> Exercise prompt:
Lines with "roof" in them are to be located in the listing below and copied.

=== Begin Enclosure ===

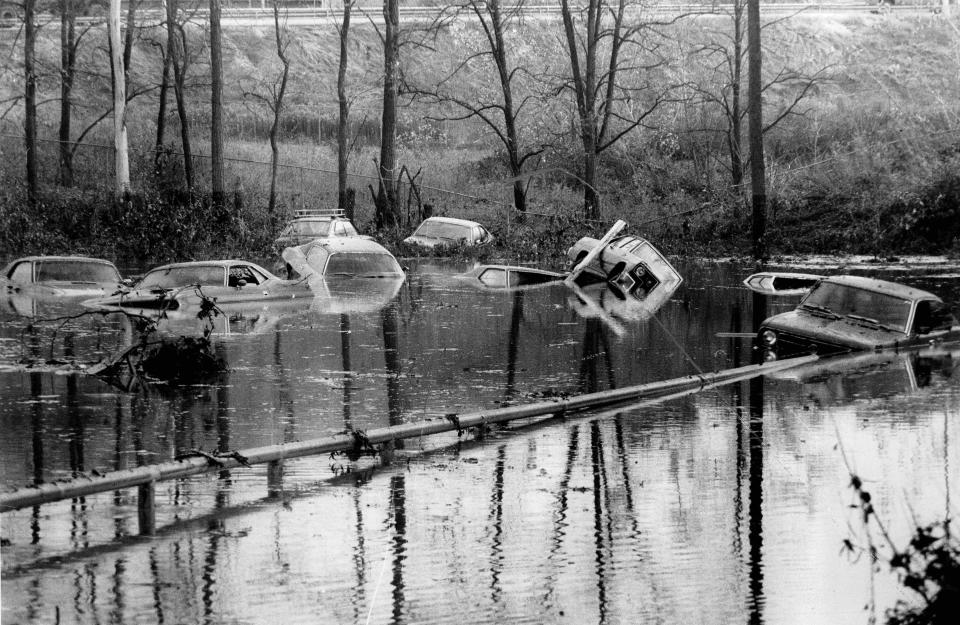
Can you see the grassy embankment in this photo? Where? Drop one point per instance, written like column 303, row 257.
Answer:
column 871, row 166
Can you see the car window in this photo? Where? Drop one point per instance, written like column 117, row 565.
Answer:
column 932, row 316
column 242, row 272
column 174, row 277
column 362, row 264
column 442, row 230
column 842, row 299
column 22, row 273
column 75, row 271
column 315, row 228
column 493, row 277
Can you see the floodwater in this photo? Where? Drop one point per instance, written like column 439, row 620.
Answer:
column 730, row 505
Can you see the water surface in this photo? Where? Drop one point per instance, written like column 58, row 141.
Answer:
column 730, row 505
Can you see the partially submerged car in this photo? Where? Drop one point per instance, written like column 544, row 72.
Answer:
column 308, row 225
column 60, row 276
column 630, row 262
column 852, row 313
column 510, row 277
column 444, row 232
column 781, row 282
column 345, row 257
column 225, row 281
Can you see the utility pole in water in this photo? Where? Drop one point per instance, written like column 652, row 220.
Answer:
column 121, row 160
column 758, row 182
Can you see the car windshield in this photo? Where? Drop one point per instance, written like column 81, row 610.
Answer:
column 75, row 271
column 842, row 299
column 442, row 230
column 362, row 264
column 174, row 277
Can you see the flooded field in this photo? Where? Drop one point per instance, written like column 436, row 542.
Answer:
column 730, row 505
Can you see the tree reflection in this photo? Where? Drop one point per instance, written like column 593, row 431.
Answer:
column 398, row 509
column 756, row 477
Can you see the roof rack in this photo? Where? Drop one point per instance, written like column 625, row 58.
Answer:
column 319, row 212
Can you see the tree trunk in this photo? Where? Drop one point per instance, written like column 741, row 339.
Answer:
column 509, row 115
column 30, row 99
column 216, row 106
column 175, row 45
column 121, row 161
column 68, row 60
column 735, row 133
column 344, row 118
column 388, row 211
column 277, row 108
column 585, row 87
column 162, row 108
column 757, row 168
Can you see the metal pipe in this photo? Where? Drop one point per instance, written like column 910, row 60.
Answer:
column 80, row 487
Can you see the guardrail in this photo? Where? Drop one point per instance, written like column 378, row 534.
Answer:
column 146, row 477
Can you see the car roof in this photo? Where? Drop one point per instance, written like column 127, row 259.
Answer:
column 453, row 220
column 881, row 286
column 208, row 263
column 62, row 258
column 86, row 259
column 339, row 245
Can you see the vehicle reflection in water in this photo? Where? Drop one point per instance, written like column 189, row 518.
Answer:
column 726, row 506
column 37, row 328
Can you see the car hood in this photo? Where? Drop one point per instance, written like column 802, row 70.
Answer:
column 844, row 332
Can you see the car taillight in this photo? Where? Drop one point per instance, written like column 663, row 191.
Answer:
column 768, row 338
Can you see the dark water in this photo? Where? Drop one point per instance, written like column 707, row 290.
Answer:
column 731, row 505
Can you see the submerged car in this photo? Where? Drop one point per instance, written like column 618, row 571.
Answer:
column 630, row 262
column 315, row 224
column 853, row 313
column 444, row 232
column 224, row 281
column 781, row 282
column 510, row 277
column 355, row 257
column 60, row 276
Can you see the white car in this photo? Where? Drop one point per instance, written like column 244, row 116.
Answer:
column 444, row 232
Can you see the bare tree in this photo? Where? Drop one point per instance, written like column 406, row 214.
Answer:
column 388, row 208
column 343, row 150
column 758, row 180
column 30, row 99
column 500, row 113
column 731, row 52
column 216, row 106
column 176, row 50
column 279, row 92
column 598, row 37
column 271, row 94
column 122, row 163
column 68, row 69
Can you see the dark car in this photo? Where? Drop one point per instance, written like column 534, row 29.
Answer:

=== End Enclosure ===

> Exercise response:
Can you see the roof rack in this photo? Where? Drop one point per instance, written like column 625, row 58.
Can you see the car roof in this photo? Where? Drop one point per instance, written like column 127, row 259.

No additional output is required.